-- Begin Source extract --

IT’S not the first time that there have been calls for the inclusion of a conflict resolution programme in the curriculum of secondary schools, without any such initiative ever coming to pass. One wonders whether there might be some follow-up this time since the latest call has come from no less an authority figure than the Commissioner of Police.
But I ask: What would it have taken all these years to introduce even a pilot project in a well-chosen sample of schools if doubt still remained as to the efficacy of such a move?
But it’s the same old story: time and time again one questions one’s self as to why it is that seemingly beneficial educational, economic, cultural, social and other potential initiatives just fail to get implemented even when they seem to us the expectant public like just the thing to do and without any fallout. So, what happens? The particular problem simply gets worse and begins to affect the society as a whole in regrettable, even dangerous, ways.
I would go further than the Commissioner in my longstanding call for a human development programme such as C.A.R.E’s Adolescent Development Programme (ADP) to be placed in the curriculum of secondary schools and add that there should be appropriate versions of that programme starting from the infant school level, where our children are eminently rescuable, and moving smoothly through the primary to secondary levels.
If we are convinced that in the overwhelming majority of cases the homes of today clearly fail to provide the necessary resources, whether through wilful abdication of such responsibilities or through ignorance or rank inability in these challenging times, then the State surely has a duty to formally charge the schools with that responsibility.

-- End Source extract --

→ Your tasks
A - Write out the part of the opinion piece on school conflict resolution between "IT’S not the" and "Commissioner of Police.", inclusive.
B - Answer these questions from the opinion piece on school conflict resolution, marking each answer with the same numeral as its question:
(i) Who made the latest call for a conflict resolution programme in secondary schools?
(ii) What does the abbreviation ADP stand for?
(iii) At what school level does the writer want versions of the programme to begin?

-- Begin Given information --

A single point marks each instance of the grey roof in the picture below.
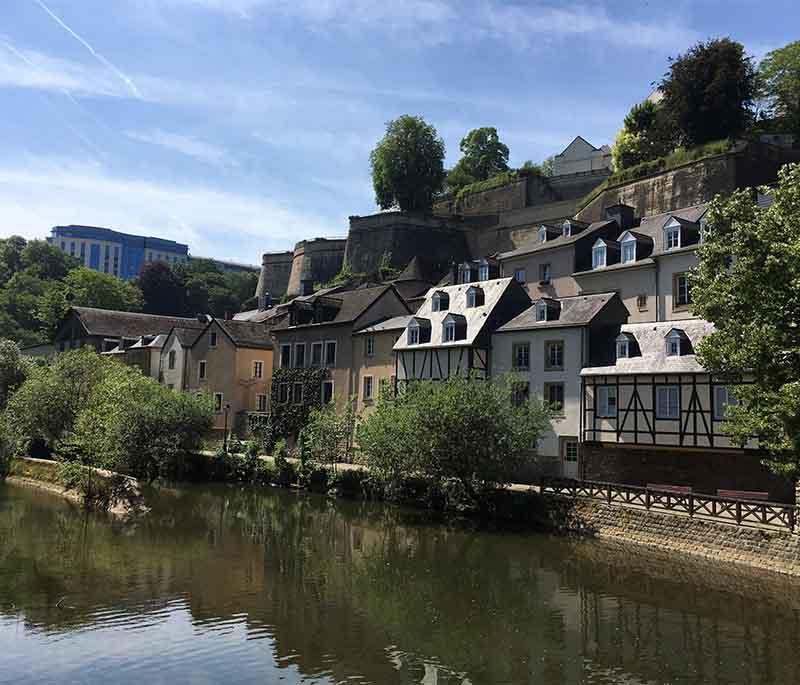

-- End Given information --

→ Results by task
A -
IT’S not the first time that there have been calls for the inclusion of a conflict resolution programme in the curriculum of secondary schools, without any such initiative ever coming to pass. One wonders whether there might be some follow-up this time since the latest call has come from no less an authority figure than the Commissioner of Police.

B -
(i) The Commissioner of Police
(ii) Adolescent Development Programme
(iii) The infant school level